Activity: Reproduce, exactly, the lines of the material below from the line containing "For this photo below, the" through the line containing "Target: number '09' on sign", with both end lines included and nothing else.

Data for analysis:
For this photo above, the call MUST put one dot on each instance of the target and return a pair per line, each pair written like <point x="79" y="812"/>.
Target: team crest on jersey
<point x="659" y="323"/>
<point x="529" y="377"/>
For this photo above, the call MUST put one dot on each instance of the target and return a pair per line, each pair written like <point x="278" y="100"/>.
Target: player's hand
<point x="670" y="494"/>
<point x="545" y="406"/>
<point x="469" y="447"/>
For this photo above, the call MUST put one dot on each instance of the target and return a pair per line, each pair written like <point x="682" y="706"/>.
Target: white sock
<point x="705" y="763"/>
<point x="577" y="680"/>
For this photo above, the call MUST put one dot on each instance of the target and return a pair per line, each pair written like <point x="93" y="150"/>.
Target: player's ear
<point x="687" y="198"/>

==

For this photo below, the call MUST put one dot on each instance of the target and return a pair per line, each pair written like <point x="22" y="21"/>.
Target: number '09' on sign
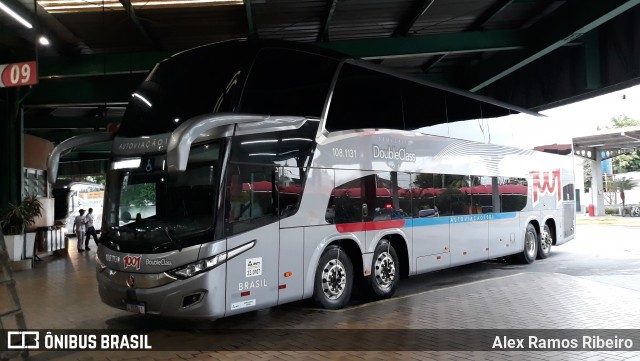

Exercise output:
For this photo below, the call MUST put one dot on each instance of the target and return a pair per line, each pair written like <point x="22" y="21"/>.
Target: number '09' on sign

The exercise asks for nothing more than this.